WORK TO COMPLETE: Rewrite the lines of the material below as a numbered list, starting at the line that contains "Question. Locate the black" and ending at the last line of the material, with both ends included and blank lines left out.

INPUT RECORDS:
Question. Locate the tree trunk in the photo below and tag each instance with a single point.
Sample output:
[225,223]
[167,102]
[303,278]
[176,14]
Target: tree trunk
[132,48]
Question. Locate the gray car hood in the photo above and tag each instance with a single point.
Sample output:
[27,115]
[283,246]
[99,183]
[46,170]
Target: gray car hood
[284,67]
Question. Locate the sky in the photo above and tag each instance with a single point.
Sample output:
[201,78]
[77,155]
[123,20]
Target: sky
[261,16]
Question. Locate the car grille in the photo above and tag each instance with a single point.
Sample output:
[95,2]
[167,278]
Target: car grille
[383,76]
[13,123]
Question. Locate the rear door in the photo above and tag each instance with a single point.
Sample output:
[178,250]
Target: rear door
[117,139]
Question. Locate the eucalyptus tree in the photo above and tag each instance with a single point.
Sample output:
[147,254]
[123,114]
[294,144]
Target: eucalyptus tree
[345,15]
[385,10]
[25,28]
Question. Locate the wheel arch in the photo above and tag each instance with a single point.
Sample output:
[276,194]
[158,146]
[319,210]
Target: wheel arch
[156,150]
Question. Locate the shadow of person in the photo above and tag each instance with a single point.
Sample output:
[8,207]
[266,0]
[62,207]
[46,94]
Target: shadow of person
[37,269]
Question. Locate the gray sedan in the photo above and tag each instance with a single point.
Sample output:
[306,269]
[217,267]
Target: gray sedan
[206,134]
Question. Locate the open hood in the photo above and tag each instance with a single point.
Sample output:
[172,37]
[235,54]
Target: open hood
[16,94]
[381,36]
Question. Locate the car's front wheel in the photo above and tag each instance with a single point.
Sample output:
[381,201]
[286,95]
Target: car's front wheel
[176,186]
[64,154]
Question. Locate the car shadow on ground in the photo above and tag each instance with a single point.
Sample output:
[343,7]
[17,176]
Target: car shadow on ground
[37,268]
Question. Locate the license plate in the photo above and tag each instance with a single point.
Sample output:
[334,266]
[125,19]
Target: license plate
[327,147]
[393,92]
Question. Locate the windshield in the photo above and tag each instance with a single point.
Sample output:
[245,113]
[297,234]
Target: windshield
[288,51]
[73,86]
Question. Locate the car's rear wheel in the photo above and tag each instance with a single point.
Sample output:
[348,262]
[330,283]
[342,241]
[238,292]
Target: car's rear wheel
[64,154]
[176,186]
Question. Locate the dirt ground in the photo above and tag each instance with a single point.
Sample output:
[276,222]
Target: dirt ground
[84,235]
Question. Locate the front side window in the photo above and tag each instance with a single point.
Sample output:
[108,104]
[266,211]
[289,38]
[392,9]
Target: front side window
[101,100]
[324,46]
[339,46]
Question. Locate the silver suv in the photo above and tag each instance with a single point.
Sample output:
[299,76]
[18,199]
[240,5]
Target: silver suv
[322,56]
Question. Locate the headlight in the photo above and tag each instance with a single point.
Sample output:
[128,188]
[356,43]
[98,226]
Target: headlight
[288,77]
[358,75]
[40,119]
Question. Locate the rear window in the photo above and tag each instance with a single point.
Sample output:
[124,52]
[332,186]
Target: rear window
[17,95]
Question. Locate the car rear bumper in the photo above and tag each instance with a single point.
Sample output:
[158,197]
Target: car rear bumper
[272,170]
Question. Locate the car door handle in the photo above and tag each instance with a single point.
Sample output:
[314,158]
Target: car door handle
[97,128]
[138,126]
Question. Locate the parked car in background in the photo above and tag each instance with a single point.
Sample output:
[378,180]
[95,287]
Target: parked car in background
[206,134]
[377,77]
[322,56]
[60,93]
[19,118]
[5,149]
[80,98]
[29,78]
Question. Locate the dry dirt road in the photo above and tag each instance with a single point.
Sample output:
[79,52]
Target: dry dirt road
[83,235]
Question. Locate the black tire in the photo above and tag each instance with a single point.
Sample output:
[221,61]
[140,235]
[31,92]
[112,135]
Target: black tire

TASK ANSWER:
1. Question. Locate the black tire in the photo above and tag each instance with a single point.
2. Sample output:
3. [221,61]
4. [140,235]
5. [31,92]
6. [112,135]
7. Target: black tire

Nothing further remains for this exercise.